(Stored records)
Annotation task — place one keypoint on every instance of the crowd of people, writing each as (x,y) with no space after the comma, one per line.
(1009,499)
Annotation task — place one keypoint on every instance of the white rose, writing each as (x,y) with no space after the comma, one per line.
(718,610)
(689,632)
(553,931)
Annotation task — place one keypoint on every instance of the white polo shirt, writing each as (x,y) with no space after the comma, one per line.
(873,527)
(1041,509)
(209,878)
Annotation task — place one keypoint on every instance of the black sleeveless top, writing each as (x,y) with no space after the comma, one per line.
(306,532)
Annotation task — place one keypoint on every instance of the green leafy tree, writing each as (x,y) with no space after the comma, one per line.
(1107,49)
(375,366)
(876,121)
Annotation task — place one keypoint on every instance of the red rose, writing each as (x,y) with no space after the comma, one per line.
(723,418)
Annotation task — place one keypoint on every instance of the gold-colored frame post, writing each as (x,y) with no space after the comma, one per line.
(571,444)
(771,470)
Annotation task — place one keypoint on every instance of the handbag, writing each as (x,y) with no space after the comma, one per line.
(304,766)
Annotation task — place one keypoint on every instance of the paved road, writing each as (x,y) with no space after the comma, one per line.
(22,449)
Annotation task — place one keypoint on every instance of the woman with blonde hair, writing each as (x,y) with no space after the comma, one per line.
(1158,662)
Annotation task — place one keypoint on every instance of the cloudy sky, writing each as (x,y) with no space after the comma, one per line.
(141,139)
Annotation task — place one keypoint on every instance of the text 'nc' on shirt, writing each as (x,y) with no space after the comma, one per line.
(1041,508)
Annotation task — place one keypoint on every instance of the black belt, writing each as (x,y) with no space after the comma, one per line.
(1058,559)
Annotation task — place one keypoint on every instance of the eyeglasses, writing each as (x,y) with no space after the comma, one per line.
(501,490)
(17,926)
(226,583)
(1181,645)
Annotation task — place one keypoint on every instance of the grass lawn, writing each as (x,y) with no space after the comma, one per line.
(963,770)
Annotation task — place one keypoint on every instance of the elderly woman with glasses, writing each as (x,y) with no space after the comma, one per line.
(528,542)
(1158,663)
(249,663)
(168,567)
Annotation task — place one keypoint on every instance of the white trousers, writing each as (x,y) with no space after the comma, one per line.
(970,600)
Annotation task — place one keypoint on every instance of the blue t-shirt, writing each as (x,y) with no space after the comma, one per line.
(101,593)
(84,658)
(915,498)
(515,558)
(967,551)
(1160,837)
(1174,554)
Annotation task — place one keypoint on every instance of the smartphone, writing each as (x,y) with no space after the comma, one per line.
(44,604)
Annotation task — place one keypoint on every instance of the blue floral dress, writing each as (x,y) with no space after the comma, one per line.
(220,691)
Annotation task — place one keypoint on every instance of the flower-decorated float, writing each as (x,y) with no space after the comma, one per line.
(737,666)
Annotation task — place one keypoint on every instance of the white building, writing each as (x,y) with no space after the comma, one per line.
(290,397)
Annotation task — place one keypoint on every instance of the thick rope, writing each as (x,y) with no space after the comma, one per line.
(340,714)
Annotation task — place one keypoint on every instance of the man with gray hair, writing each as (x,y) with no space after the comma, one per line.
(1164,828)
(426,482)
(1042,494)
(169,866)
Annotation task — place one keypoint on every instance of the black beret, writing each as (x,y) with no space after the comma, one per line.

[AIM]
Reproduce word for word every line of the material, from the line that contains "the blue floral" through the end of the material, including both of those lines.

[FINISHED ANSWER]
Annotation task — place one keypoint on every instance of the blue floral dress, writing each as (x,y) with no space after the comma, one per line.
(220,691)
Annotation task — place one keypoint on every instance of the flower-decorated float, writing each as (x,y) with no space after the comma, one per line.
(737,666)
Annotation task — place one keypoint on every instance of the white building, writing each as (x,y) with no space after the comma, one per line.
(290,397)
Annotation task — place one keypoint on every instance of the thick rope, writing each as (x,y) with no space after the comma, one per line.
(340,714)
Annotation task — place one keypoint on every instance of the man with gray hair, writing each as (x,y) with no space after the comma, one per line.
(1164,828)
(426,482)
(1042,494)
(169,866)
Annotation task — place one keypoint on every instance of the black beret, writing each as (x,y) with no space after the comma, one per line.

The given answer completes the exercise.